# PROBLEM TO SOLVE
Print the lines below exactly, beginning with the one that contains "Question. For every instance of the white sea" and stopping after the last line.

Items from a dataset
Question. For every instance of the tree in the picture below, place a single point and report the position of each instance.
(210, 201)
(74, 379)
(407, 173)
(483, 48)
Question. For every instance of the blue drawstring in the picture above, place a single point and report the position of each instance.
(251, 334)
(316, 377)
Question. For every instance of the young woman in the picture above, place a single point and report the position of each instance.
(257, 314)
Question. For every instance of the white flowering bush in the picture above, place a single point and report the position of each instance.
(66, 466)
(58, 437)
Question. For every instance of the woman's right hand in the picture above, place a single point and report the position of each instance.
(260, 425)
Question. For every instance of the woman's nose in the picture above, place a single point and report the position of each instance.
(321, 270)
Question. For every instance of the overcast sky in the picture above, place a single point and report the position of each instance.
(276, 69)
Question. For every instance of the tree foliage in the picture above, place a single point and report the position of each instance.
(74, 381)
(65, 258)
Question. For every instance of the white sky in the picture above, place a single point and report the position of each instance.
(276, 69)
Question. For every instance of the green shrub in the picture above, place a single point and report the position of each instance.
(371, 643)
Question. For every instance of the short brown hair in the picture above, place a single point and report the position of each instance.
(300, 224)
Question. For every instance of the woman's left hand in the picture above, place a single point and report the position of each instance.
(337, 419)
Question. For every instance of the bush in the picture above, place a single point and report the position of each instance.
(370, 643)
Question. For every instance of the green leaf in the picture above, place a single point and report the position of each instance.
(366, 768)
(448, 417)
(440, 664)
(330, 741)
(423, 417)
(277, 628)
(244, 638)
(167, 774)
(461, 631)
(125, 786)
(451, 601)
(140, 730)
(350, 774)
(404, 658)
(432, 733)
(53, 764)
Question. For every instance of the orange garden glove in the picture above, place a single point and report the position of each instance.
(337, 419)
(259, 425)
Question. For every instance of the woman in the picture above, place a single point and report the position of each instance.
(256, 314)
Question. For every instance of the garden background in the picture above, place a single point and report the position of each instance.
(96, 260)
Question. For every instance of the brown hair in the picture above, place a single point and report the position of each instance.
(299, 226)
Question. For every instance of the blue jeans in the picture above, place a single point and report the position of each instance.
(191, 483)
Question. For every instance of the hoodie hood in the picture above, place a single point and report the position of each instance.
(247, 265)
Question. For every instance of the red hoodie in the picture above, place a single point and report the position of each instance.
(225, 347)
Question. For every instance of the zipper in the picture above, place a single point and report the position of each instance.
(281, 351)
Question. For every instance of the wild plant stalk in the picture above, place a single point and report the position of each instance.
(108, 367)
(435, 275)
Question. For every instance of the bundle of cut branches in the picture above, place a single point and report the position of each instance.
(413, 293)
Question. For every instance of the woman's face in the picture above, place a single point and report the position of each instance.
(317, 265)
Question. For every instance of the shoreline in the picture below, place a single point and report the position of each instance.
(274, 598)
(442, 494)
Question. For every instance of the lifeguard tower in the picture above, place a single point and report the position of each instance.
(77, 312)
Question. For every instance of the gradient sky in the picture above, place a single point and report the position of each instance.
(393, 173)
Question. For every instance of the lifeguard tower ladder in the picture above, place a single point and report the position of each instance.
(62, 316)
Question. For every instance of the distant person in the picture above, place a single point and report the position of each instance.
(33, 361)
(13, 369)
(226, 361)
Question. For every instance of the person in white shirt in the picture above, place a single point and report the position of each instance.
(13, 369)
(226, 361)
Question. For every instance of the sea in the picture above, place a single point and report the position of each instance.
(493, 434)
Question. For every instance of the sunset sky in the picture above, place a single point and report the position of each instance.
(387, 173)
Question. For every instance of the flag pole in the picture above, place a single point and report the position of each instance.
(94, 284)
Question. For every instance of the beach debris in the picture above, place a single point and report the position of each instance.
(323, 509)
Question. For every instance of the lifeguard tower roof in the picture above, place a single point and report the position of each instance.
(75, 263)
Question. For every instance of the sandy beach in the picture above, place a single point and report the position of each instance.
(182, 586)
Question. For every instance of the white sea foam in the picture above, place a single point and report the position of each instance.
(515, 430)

# RESULT BELOW
Question. For every instance of the white sea foam in the picture above, place a single point and report the position of each instance.
(515, 430)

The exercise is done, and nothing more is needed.